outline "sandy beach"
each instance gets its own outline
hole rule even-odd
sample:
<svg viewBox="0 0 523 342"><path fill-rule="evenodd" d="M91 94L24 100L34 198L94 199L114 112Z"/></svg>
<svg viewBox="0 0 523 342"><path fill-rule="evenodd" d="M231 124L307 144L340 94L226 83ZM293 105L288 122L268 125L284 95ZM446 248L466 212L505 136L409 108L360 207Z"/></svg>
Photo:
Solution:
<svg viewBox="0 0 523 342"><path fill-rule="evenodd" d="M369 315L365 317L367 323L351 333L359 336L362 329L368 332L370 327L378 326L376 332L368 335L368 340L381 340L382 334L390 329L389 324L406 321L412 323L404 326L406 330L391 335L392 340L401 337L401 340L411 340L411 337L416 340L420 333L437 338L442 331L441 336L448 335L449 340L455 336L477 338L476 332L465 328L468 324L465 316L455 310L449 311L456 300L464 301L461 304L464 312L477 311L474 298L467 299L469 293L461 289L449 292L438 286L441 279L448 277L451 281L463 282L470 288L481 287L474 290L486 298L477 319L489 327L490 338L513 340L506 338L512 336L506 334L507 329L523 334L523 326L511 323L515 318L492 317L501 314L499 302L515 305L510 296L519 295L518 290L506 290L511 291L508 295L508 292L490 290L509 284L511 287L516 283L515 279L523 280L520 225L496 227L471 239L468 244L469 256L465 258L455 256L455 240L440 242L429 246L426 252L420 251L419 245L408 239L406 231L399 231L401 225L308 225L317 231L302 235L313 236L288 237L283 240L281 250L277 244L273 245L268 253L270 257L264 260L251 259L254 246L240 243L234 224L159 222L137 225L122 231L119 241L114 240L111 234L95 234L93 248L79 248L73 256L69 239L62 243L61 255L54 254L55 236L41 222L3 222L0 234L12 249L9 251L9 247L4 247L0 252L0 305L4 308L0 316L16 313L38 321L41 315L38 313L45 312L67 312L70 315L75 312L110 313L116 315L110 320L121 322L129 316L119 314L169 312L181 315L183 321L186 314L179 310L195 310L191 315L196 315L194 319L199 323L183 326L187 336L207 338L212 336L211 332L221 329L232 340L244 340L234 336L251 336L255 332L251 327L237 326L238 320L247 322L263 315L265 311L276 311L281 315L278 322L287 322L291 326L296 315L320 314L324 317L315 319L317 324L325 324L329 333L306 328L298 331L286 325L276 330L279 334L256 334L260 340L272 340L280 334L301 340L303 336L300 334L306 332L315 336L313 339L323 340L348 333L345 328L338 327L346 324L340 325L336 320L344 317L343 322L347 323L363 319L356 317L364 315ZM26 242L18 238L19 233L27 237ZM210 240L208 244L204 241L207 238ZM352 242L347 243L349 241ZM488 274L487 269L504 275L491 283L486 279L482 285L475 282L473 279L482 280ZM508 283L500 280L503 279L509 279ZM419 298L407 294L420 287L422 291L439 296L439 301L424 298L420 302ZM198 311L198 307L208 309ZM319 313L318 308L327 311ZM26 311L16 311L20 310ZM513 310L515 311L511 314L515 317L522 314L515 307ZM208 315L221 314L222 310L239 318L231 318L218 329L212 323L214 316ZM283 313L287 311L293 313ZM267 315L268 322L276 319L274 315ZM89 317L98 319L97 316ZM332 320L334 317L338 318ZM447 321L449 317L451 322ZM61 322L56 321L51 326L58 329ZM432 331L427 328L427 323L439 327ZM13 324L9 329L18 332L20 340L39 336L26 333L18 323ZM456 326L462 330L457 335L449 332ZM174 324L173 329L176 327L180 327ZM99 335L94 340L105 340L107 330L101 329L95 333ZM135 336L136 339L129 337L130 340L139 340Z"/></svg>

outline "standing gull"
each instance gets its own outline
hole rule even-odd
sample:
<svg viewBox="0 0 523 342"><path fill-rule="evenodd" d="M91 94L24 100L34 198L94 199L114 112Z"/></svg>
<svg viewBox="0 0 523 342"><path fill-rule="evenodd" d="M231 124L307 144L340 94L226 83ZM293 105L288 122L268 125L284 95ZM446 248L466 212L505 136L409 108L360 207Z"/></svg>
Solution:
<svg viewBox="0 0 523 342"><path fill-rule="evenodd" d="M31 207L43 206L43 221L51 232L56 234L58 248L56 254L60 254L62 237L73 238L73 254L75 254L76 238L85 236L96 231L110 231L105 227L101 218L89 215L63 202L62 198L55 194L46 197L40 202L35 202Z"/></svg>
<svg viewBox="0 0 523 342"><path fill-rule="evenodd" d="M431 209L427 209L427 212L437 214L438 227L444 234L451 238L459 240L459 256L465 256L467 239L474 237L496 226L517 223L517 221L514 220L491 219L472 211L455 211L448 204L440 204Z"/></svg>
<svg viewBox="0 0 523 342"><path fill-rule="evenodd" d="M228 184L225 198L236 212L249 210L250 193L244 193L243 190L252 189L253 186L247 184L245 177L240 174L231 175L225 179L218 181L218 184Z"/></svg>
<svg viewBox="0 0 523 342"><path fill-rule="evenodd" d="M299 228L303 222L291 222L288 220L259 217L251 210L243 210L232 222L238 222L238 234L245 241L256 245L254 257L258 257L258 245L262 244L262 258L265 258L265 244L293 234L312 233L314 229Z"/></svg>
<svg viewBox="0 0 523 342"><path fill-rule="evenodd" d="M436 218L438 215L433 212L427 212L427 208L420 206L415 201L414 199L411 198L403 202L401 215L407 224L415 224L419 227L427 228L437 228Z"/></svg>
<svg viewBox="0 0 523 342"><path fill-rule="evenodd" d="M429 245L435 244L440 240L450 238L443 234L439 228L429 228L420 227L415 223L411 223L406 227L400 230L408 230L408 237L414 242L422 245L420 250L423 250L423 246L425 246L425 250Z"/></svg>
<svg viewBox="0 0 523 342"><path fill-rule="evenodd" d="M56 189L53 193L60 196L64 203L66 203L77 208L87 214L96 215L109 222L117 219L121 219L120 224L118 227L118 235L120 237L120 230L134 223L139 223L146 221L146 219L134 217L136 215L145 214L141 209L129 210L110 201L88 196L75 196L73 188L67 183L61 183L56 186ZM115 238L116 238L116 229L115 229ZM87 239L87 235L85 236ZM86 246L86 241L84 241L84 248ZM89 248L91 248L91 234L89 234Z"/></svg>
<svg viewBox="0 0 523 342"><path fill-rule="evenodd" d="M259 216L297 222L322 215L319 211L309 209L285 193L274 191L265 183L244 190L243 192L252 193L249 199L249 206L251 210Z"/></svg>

#### TASK OBJECTIVE:
Reproduce the full listing word for word.

#### FULL SOLUTION:
outline "sandy beach"
each instance gets its own outline
hole rule even-odd
sample:
<svg viewBox="0 0 523 342"><path fill-rule="evenodd" d="M91 94L24 100L34 198L94 199L114 112Z"/></svg>
<svg viewBox="0 0 523 342"><path fill-rule="evenodd" d="M231 124L307 144L340 94L226 83ZM293 105L288 122L268 125L284 95ZM446 248L466 212L505 136L409 108L360 207Z"/></svg>
Photo:
Solution:
<svg viewBox="0 0 523 342"><path fill-rule="evenodd" d="M369 315L365 317L367 323L351 333L359 336L362 329L368 332L370 327L378 326L376 332L368 335L368 340L381 340L382 334L390 329L389 324L406 321L412 323L404 326L406 330L391 335L392 340L401 337L401 340L411 340L411 337L416 340L420 333L437 338L442 331L441 336L448 335L449 340L455 336L477 338L476 332L465 328L468 324L465 316L455 310L449 311L456 300L464 301L461 304L464 312L477 311L474 298L467 299L469 293L461 289L449 292L438 286L441 279L448 277L451 281L463 282L470 288L481 287L474 290L486 298L477 319L489 327L490 338L513 340L506 338L512 336L506 334L507 329L523 334L523 326L511 323L515 318L492 317L501 314L499 302L515 305L510 296L519 295L518 290L506 290L511 291L508 295L508 292L490 290L509 284L511 287L516 283L515 279L523 280L520 225L496 227L471 239L468 244L469 256L465 258L455 256L455 240L440 242L429 246L426 252L420 251L419 245L408 239L406 231L399 231L401 225L308 225L317 231L302 235L313 236L288 237L283 240L281 250L277 244L273 245L268 253L270 257L264 260L251 259L254 246L240 243L234 224L159 222L137 225L122 231L119 241L114 240L111 234L95 234L93 248L79 248L73 256L69 239L62 243L61 255L54 254L55 236L41 222L3 222L0 234L12 249L9 251L9 247L4 247L0 252L0 305L4 308L0 316L16 313L38 321L41 315L38 313L45 312L67 312L70 315L75 312L110 313L116 315L110 320L121 322L129 316L119 314L169 312L181 315L183 321L186 314L179 310L195 310L191 315L196 315L194 319L199 323L183 326L187 336L207 338L212 336L211 332L221 329L232 340L244 340L234 336L251 336L255 332L251 327L237 326L238 320L247 322L263 315L265 311L276 311L281 315L278 322L287 322L291 326L296 315L320 314L324 317L315 319L317 324L325 324L329 333L306 328L298 331L286 325L276 330L279 334L256 334L260 340L272 340L280 334L301 340L303 336L300 334L306 332L315 336L313 339L323 340L348 333L345 328L338 327L346 324L340 325L336 320L344 317L343 322L347 323L363 319L356 317L364 315ZM26 242L18 238L19 233L27 237ZM210 240L208 244L204 241L207 238ZM352 242L347 243L349 241ZM488 274L487 269L504 275L491 283L486 279L482 285L475 282L473 279L482 280ZM508 283L500 280L503 279L509 279ZM419 298L407 294L420 287L422 291L439 296L439 301L424 298L420 302ZM198 311L198 307L208 309ZM319 313L318 308L327 311ZM26 311L16 311L20 310ZM513 310L515 311L511 314L515 317L522 314L515 307ZM208 315L221 314L222 310L239 318L231 318L218 329L212 323L214 316ZM283 313L287 311L293 313ZM267 315L268 322L276 319L274 315ZM89 317L98 319L97 316ZM332 320L334 317L338 318ZM447 321L449 317L451 322ZM61 322L56 321L51 326L58 329ZM432 331L427 328L427 323L439 327ZM13 324L9 329L18 332L20 340L39 336L26 333L18 323ZM456 326L462 330L457 335L449 332ZM174 324L173 329L176 327L180 327ZM99 335L94 340L105 340L107 330L101 329L95 333ZM135 336L136 339L129 337L130 340L139 340Z"/></svg>

outline "standing gull"
each instance gets its own outline
hole rule even-odd
sample:
<svg viewBox="0 0 523 342"><path fill-rule="evenodd" d="M91 94L24 100L34 198L94 199L114 112Z"/></svg>
<svg viewBox="0 0 523 342"><path fill-rule="evenodd" d="M231 124L307 144L340 94L226 83ZM293 105L288 122L268 125L284 95ZM446 248L466 212L505 136L409 108L360 207Z"/></svg>
Solution:
<svg viewBox="0 0 523 342"><path fill-rule="evenodd" d="M31 207L43 206L43 221L51 232L56 234L58 248L56 254L60 254L62 237L73 238L73 254L75 254L76 238L85 236L96 231L110 231L105 227L101 218L89 215L63 202L62 198L55 194L46 197L40 202L35 202Z"/></svg>
<svg viewBox="0 0 523 342"><path fill-rule="evenodd" d="M431 209L427 209L427 212L437 214L438 227L444 234L451 238L459 240L459 256L465 256L467 239L474 237L496 226L517 223L517 221L514 220L491 219L472 211L455 211L448 204L440 204Z"/></svg>
<svg viewBox="0 0 523 342"><path fill-rule="evenodd" d="M228 184L225 198L236 212L249 210L250 193L244 193L243 190L252 189L253 186L247 184L245 177L240 174L231 175L225 179L218 181L218 184Z"/></svg>
<svg viewBox="0 0 523 342"><path fill-rule="evenodd" d="M299 228L303 222L291 222L288 220L259 217L251 210L243 210L232 222L238 222L238 234L245 241L256 245L254 257L258 257L258 245L262 244L262 258L265 258L265 244L293 234L312 233L314 229Z"/></svg>
<svg viewBox="0 0 523 342"><path fill-rule="evenodd" d="M436 218L438 215L433 212L427 212L427 208L420 206L415 201L414 199L411 198L403 202L401 215L407 224L415 224L419 227L427 228L437 228Z"/></svg>
<svg viewBox="0 0 523 342"><path fill-rule="evenodd" d="M429 245L435 244L440 240L450 238L443 234L439 228L429 228L420 227L415 223L411 223L406 227L400 230L408 230L408 237L414 242L422 245L420 250L423 250L423 246L425 246L425 250Z"/></svg>
<svg viewBox="0 0 523 342"><path fill-rule="evenodd" d="M56 189L53 193L60 196L64 203L66 203L77 208L87 214L96 215L109 222L117 219L121 219L120 224L118 227L118 235L120 237L120 230L134 223L139 223L146 221L146 219L134 217L136 215L145 214L141 209L129 210L110 201L88 196L75 196L73 188L67 183L61 183L56 186ZM115 238L116 238L116 229L115 229ZM87 239L87 235L85 236ZM86 246L86 241L84 241L84 248ZM89 248L91 248L91 234L89 234Z"/></svg>
<svg viewBox="0 0 523 342"><path fill-rule="evenodd" d="M259 216L297 222L322 215L319 211L309 209L285 193L274 191L265 183L244 190L243 192L252 193L249 199L249 206L251 210Z"/></svg>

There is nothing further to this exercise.